_SOURCE_
* START *

# Bushnell vs Co-Motion Eccentric BB?



## ptfmb71 (Mar 22, 2004)

I posted this on the Singlespeed forum, but thought your guys may know also

I'm going to buy one of the EBB above and would like to know if anyone has one they like better? From what I understand the Bushnell is lighter and has a good reputation, but the Co-Motions says theirs is easier to adjust.

thx


----------



## [email protected] (Feb 24, 2007)

*Eccentric Shootout...*

I'm using each of those eccentrics. I have the Bushnell in my off-road tandem and the Co-Motion on my road tandem.

When the Bushnell gets dirty it doesn't like to release when I loosen it. But, the way it expands as a whole - it doesn't seem like it would wear on the inside of the bottom bracket shell in any one spot. And it only has one bolt to loosen - even though I often have to whack on it several times to get it to let go (sort of like releasing the wedge in an old quill stem). Sometimes tightening it or loosening it requires a heavy hand, which I don't like.

The Co-Motion eccentric requires easily loosening 4 bolts (2 on each side) - but once they are loose the eccentric easily rotates. It doesn't seem to care if it gets dirty. It has two skinny wedges in it - and while it hasn't made any marks inside the bb shell in the year I've been using it, I could imagine it making marks in the long run, since the eccentric itself doesn't expand - just the two little wedges. And you don't have to overtighten it - it doesn't take much to make it stay put.

I'd say it's a draw - but I like the Co-Motion one better because of its simplicity.


----------



## TandemNut (Mar 12, 2004)

Henry,
Are you greasing up the Bushnell between the shell halves and the wedges? I haven't had one need banging on to loosen before. 
I don't think either one wears on the front bb shell enough to be an issue before many other age-related issues would end the serviceable life of a tandem frame (the same could be said for me as well...)


----------



## [email protected] (Feb 24, 2007)

*Got grease?*

Alex,

Hey there!

Yeah, taking the Bushnell apart and cleaning it - then greasing the wedges helps for sure. But - and maybe it's the Bend, Oregon moons dust that gets in everything and my habit of washing my bike too much - it still seems to need more TLC than the Co-Motion.

My wish list includes trying a Co-Motion eccentric on my Ellsworth Witness to see if it stays maintenance free once I'm riding it off road. I like it better for the road tandem - but that tandem doesn't see much dirt riding! : )

So my experiences might not be a fair comparison for these two eccentrics...

Henry


----------



## itsdoable (Jan 6, 2004)

BigNut said:


> Henry,
> Are you greasing up the Bushnell between the shell halves and the wedges? I haven't had one need banging on to loosen before...


Likewise. Unless the c-clip on the bolt is broken/missing, you should not have to bang a bushnell eBB loose.


----------



## TandemNut (Mar 12, 2004)

[email protected] said:


> Alex,
> 
> Hey there!
> 
> ...


Well, I gotta admit, I have no experience with moon dust contamination, Oregonion or otherwise...
Just out of curiosity, what chain lube are you using in these sort of conditions?
Thanks


----------



## [email protected] (Feb 24, 2007)

*Moon Dust...*

I'm using a local favorite, which is DuMonde Tech Green (the thicker stuff). A little goes a very long way. And it keeps my chain from being dried out by the Martian Death Rays!


----------

* END *

_RECORD EXCERPTS_
* START *

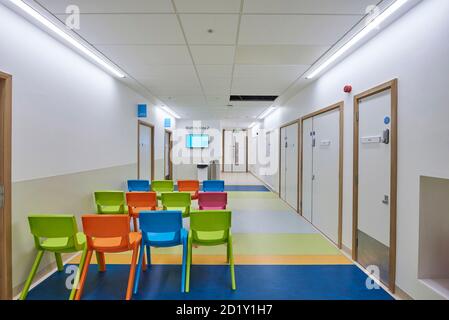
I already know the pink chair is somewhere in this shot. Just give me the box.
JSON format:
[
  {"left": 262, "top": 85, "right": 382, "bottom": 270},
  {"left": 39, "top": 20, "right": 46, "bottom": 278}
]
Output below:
[{"left": 198, "top": 192, "right": 228, "bottom": 210}]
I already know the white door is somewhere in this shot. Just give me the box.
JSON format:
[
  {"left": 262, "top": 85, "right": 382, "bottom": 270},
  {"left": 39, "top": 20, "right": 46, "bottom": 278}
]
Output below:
[
  {"left": 281, "top": 123, "right": 298, "bottom": 209},
  {"left": 139, "top": 124, "right": 153, "bottom": 181},
  {"left": 301, "top": 118, "right": 314, "bottom": 222},
  {"left": 279, "top": 127, "right": 287, "bottom": 201},
  {"left": 357, "top": 90, "right": 391, "bottom": 283},
  {"left": 223, "top": 130, "right": 247, "bottom": 172},
  {"left": 312, "top": 109, "right": 340, "bottom": 243}
]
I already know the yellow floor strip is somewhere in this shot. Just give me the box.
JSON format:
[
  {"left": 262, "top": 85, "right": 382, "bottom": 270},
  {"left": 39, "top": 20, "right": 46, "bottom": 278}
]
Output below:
[{"left": 70, "top": 254, "right": 352, "bottom": 265}]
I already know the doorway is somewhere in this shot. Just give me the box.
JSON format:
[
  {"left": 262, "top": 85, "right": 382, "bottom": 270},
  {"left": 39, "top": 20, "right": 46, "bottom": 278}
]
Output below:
[
  {"left": 137, "top": 120, "right": 154, "bottom": 181},
  {"left": 164, "top": 130, "right": 173, "bottom": 180},
  {"left": 223, "top": 129, "right": 248, "bottom": 172},
  {"left": 279, "top": 120, "right": 299, "bottom": 211},
  {"left": 0, "top": 72, "right": 12, "bottom": 300},
  {"left": 352, "top": 79, "right": 398, "bottom": 292},
  {"left": 301, "top": 102, "right": 344, "bottom": 248}
]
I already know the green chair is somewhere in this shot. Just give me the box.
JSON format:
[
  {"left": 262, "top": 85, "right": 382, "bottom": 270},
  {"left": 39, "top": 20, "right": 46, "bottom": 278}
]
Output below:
[
  {"left": 94, "top": 191, "right": 128, "bottom": 214},
  {"left": 20, "top": 215, "right": 87, "bottom": 300},
  {"left": 161, "top": 192, "right": 192, "bottom": 218},
  {"left": 151, "top": 180, "right": 175, "bottom": 200},
  {"left": 186, "top": 210, "right": 236, "bottom": 292}
]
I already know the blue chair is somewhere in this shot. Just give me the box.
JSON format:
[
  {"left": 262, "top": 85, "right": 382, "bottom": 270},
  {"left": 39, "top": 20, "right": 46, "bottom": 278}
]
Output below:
[
  {"left": 134, "top": 211, "right": 188, "bottom": 294},
  {"left": 128, "top": 180, "right": 150, "bottom": 192},
  {"left": 203, "top": 180, "right": 224, "bottom": 192}
]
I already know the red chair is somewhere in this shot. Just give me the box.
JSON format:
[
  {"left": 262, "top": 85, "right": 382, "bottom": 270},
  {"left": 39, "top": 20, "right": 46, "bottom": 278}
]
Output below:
[
  {"left": 75, "top": 214, "right": 146, "bottom": 300},
  {"left": 126, "top": 192, "right": 158, "bottom": 232},
  {"left": 178, "top": 180, "right": 200, "bottom": 200},
  {"left": 198, "top": 192, "right": 228, "bottom": 210}
]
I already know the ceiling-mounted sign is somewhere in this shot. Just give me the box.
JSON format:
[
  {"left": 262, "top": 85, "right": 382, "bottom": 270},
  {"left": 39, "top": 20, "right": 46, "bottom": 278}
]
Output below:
[
  {"left": 164, "top": 118, "right": 171, "bottom": 128},
  {"left": 137, "top": 104, "right": 148, "bottom": 118}
]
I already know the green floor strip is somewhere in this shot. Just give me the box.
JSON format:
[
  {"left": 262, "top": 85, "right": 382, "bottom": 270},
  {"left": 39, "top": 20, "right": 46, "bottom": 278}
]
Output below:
[{"left": 153, "top": 233, "right": 341, "bottom": 255}]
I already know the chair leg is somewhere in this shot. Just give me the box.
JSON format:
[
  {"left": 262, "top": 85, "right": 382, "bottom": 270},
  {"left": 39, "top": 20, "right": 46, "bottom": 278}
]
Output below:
[
  {"left": 19, "top": 250, "right": 45, "bottom": 300},
  {"left": 228, "top": 237, "right": 237, "bottom": 290},
  {"left": 185, "top": 237, "right": 192, "bottom": 292},
  {"left": 134, "top": 242, "right": 145, "bottom": 294},
  {"left": 181, "top": 241, "right": 188, "bottom": 292},
  {"left": 55, "top": 252, "right": 64, "bottom": 272},
  {"left": 147, "top": 246, "right": 151, "bottom": 266},
  {"left": 133, "top": 217, "right": 139, "bottom": 232},
  {"left": 126, "top": 245, "right": 139, "bottom": 300},
  {"left": 75, "top": 250, "right": 93, "bottom": 300},
  {"left": 69, "top": 248, "right": 87, "bottom": 300},
  {"left": 95, "top": 251, "right": 106, "bottom": 272}
]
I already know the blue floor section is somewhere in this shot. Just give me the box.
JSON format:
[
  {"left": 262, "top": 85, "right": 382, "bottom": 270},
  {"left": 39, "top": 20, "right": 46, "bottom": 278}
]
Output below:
[
  {"left": 28, "top": 265, "right": 393, "bottom": 300},
  {"left": 175, "top": 185, "right": 270, "bottom": 192}
]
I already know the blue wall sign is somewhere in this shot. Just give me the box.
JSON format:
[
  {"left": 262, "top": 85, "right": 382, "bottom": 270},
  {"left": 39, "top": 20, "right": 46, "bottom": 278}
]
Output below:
[
  {"left": 137, "top": 104, "right": 148, "bottom": 118},
  {"left": 164, "top": 118, "right": 171, "bottom": 128}
]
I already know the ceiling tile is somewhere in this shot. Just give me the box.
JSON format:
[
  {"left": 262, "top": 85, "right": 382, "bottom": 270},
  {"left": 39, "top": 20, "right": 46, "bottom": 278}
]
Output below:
[
  {"left": 234, "top": 65, "right": 309, "bottom": 81},
  {"left": 243, "top": 0, "right": 379, "bottom": 15},
  {"left": 58, "top": 14, "right": 185, "bottom": 45},
  {"left": 239, "top": 15, "right": 360, "bottom": 46},
  {"left": 196, "top": 64, "right": 232, "bottom": 78},
  {"left": 180, "top": 14, "right": 239, "bottom": 45},
  {"left": 33, "top": 0, "right": 174, "bottom": 14},
  {"left": 235, "top": 45, "right": 330, "bottom": 65},
  {"left": 174, "top": 0, "right": 241, "bottom": 13},
  {"left": 190, "top": 46, "right": 235, "bottom": 64},
  {"left": 97, "top": 45, "right": 192, "bottom": 69}
]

* END *

_TASK REQUIREMENTS_
a: Return the stretch of the bike forum thread starting at "Well, I gotta" and ending at "sort of conditions?", copied word for word.
b: Identify each line in the rows that contains the word "sign", and copy every such line in full.

_SOLUTIONS TO THE TASKS_
a:
Well, I gotta admit, I have no experience with moon dust contamination, Oregonion or otherwise...
Just out of curiosity, what chain lube are you using in these sort of conditions?

b:
I already know the ceiling-mounted sign is somewhere in this shot. Just give me the box.
I already know the blue wall sign is somewhere in this shot. Just give me the box.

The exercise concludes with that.